* _TASK INSTRUCTIONS_: Repeat the listing in full, preserving every character.

***** RECORD LIST

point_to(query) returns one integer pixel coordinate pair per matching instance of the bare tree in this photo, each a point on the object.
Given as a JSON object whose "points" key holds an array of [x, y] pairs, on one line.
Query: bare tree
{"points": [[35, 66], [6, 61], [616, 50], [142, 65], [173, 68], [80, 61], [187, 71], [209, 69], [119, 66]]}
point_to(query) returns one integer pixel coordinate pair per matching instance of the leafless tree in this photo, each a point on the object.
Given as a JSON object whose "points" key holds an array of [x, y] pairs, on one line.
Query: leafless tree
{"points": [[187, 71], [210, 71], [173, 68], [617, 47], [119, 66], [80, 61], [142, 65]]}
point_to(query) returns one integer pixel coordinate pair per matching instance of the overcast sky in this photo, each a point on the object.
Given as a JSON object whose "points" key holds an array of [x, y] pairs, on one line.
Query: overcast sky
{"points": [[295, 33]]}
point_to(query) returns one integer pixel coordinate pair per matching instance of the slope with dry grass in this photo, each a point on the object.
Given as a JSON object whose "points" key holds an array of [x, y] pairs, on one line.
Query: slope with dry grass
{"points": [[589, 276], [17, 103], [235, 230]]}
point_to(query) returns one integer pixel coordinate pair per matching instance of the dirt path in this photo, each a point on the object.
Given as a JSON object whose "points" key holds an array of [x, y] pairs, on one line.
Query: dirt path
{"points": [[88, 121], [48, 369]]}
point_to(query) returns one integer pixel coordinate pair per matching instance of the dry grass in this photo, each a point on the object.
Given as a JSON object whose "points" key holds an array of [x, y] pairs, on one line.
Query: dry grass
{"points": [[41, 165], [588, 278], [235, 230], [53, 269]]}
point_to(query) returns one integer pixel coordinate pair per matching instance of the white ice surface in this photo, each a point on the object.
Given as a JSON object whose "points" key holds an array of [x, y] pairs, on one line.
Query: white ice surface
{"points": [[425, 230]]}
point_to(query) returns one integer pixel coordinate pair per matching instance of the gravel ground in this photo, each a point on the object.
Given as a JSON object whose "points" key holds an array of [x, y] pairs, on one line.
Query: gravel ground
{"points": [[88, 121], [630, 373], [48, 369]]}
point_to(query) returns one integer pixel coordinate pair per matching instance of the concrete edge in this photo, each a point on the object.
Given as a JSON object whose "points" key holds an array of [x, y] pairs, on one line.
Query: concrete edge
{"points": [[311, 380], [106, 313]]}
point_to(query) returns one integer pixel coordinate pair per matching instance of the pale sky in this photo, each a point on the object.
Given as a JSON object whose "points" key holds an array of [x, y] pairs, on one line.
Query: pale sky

**********

* _COMPLETE OUTPUT_:
point_to(query) returns one integer pixel coordinate pair per matching instance of the bare tree in this photo, each a point on the object.
Given as a JSON object whose "points" key holds an array of [x, y] pairs, on one line.
Query: bare tree
{"points": [[35, 66], [6, 61], [616, 50], [142, 65], [173, 68], [80, 61], [187, 71], [209, 69], [119, 66]]}
point_to(query) returns one integer pixel coordinate pair per matching instance of the leafless tree in this photo, each a point on the object.
Given as a JSON object whose "points" key holds an array of [x, y] pairs, on one line.
Query: leafless tree
{"points": [[187, 71], [210, 71], [173, 68], [617, 47], [119, 66], [80, 61], [142, 65]]}
point_to(query) returns one integer pixel coordinate pair per matching instance of the overcast sky in this photo, each a point on the object.
Given as a JSON object whose "points" key holds an array of [x, y] pairs, on one line.
Query: overcast sky
{"points": [[295, 33]]}
point_to(query) returns one integer pixel coordinate pair per matching instance of the slope with dry grass in this photo, each a point on the object.
Given as a JSON object whose "points" key holds an array of [x, y] pairs, on one line.
Query: slope with dry grass
{"points": [[589, 276], [17, 103], [235, 230]]}
point_to(query) returns one integer pixel coordinate pair per matching instance of the dirt path in this photo, each a point on the object.
Given as a JSON object whose "points" key holds an array of [x, y] pairs, on one line.
Query: dirt path
{"points": [[88, 121], [48, 369]]}
point_to(query) returns one integer pixel coordinate pair per matching instance of the dry grass in this photo, each a point on the object.
Given as a JSON object whose "points" key holds an array of [x, y] pairs, on one line.
Query: dry grass
{"points": [[41, 165], [588, 278], [235, 230], [53, 269]]}
point_to(query) returns one integer pixel coordinate pair per matching instance of the white ice surface in this photo, each a point on the object.
Given as a JSON object whose "points" key holds an array of [x, y] pairs, on one line.
Query: white ice surface
{"points": [[425, 230]]}
point_to(query) returns one integer pixel coordinate pair per matching instance of the gravel ground in this photo, each a point on the object.
Given as a JSON object whose "points" key holds an array of [x, y] pairs, on one line.
Query: gravel ground
{"points": [[88, 121], [630, 373], [48, 369]]}
point_to(query) returns one integer pixel coordinate pair per matching instance of the concrete edge in this photo, each a point on the object.
Given as a JSON object whose "points" key holds an array of [x, y] pairs, on one line.
Query: concrete edge
{"points": [[311, 380], [106, 313]]}
point_to(query) returns one integer pixel coordinate pair per matching instance of the pale sky in this photo, each a point on the object.
Given as a JSON object whose "points" key holds an array of [x, y] pairs, on one line.
Query: pale sky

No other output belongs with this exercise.